» **DATASET RECORDS**:
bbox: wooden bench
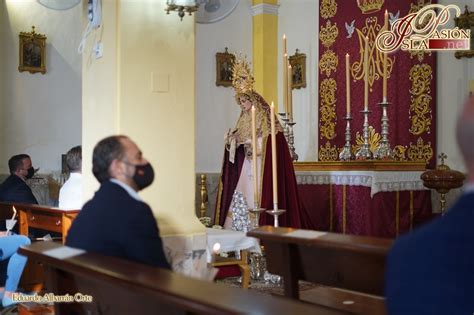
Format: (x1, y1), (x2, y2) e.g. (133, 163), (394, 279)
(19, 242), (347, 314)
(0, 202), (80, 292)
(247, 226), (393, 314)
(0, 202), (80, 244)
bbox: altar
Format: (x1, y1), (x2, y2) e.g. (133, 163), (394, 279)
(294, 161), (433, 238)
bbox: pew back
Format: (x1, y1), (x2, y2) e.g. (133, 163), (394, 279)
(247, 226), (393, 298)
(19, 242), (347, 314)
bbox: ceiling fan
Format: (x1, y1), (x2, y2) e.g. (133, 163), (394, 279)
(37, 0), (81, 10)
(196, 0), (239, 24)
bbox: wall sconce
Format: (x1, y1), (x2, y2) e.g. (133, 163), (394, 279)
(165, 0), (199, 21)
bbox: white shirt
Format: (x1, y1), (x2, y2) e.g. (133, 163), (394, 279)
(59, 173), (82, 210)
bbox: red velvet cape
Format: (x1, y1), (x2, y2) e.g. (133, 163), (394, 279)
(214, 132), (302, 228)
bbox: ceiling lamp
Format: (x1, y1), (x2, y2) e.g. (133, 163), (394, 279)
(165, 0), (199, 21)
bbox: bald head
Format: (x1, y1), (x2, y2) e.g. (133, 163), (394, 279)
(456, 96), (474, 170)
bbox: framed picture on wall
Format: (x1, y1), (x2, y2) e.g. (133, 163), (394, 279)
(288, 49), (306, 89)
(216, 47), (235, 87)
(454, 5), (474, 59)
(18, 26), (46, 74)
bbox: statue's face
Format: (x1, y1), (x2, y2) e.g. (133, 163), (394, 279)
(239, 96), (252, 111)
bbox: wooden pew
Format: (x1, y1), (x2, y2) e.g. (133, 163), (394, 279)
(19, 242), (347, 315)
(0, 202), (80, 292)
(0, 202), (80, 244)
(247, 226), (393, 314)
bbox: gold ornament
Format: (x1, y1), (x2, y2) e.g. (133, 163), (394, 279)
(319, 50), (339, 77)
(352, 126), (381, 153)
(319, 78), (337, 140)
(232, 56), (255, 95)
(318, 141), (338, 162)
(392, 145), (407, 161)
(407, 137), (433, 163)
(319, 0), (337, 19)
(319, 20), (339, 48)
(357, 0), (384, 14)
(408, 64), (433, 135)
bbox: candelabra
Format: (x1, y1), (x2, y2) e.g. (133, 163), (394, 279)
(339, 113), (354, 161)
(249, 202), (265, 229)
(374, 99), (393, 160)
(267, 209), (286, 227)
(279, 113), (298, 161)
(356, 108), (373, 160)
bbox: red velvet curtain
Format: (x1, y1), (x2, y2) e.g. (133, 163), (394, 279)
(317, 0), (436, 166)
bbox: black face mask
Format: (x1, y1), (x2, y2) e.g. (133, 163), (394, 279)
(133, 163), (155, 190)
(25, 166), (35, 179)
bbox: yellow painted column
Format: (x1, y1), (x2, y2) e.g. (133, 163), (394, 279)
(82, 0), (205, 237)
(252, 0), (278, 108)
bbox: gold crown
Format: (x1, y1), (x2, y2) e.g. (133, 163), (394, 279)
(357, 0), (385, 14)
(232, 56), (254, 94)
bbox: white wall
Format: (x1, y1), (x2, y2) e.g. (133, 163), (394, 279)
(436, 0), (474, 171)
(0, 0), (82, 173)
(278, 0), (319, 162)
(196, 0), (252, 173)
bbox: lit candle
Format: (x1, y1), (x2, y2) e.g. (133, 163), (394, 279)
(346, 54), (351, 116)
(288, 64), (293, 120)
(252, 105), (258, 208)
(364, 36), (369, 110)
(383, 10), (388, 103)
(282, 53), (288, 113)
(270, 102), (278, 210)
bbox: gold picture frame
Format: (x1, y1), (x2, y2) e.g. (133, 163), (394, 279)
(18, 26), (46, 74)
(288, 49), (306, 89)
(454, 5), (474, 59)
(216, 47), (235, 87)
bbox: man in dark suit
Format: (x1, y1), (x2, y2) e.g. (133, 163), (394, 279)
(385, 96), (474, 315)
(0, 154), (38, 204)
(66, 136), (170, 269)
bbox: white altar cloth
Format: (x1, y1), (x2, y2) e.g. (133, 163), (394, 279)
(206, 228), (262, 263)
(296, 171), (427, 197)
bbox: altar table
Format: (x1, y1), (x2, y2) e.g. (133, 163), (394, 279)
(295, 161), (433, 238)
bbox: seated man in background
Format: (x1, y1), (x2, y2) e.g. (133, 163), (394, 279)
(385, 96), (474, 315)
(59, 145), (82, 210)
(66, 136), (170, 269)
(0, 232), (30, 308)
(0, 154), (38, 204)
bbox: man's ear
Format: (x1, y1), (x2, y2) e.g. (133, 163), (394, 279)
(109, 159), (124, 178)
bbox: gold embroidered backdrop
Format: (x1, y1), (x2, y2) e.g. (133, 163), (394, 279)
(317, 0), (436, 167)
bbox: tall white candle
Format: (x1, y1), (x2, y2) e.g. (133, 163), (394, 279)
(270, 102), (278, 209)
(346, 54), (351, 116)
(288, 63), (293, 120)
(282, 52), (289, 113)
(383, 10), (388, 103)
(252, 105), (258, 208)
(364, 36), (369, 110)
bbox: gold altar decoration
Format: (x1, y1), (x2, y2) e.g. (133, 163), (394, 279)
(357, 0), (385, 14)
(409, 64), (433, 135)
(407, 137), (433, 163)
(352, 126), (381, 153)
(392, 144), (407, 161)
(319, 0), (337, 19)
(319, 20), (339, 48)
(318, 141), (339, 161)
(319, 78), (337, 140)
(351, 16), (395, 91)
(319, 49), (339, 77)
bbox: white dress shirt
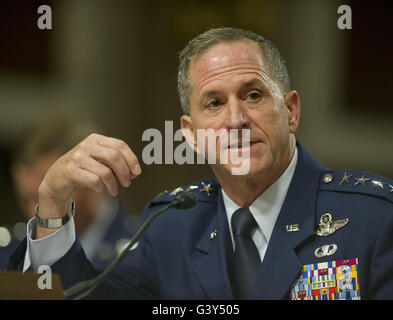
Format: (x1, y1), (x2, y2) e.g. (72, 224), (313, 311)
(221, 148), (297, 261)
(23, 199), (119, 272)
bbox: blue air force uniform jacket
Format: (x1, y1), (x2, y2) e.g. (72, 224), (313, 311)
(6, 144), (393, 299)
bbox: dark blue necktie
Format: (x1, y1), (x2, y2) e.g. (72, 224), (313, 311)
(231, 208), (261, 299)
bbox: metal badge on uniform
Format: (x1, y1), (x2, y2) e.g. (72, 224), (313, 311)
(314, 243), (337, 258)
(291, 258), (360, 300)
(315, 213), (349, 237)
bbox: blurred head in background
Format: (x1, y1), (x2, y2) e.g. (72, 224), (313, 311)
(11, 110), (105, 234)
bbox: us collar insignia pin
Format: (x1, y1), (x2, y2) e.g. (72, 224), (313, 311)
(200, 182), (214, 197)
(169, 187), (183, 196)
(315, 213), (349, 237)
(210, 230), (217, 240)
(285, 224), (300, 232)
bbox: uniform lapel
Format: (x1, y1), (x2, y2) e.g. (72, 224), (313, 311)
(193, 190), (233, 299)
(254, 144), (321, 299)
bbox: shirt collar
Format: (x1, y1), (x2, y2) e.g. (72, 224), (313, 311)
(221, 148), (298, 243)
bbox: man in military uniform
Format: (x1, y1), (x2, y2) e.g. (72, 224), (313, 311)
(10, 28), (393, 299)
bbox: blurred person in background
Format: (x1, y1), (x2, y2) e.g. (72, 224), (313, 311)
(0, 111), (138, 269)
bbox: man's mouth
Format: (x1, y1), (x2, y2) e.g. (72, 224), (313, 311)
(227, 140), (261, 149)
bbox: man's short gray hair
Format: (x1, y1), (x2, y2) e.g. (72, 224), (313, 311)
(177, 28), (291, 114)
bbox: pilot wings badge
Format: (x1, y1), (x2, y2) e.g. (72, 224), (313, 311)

» **TASK REQUIREMENTS**: Copy out the material word for word, beginning with the line that contains "bbox: white altar cloth" and continuing through the line that contains "(317, 0), (436, 167)", with both of those lines included.

» **RESULT FOR THIS TASK**:
bbox: white altar cloth
Format: (x1, y1), (x2, y2) e.g. (133, 163), (394, 279)
(206, 228), (262, 263)
(296, 171), (427, 197)
bbox: altar table
Format: (x1, y1), (x2, y2) e.g. (133, 163), (394, 279)
(295, 161), (433, 238)
bbox: seated man in background
Format: (x1, y1), (x2, y2) e.g. (133, 163), (394, 279)
(385, 96), (474, 315)
(59, 145), (82, 210)
(66, 136), (170, 269)
(0, 232), (30, 308)
(0, 154), (38, 204)
bbox: man's ear
Format: (x1, y1), (x2, y2) e.g. (133, 163), (394, 279)
(109, 159), (124, 178)
bbox: gold embroidered backdrop
Format: (x1, y1), (x2, y2) e.g. (133, 163), (394, 279)
(317, 0), (436, 167)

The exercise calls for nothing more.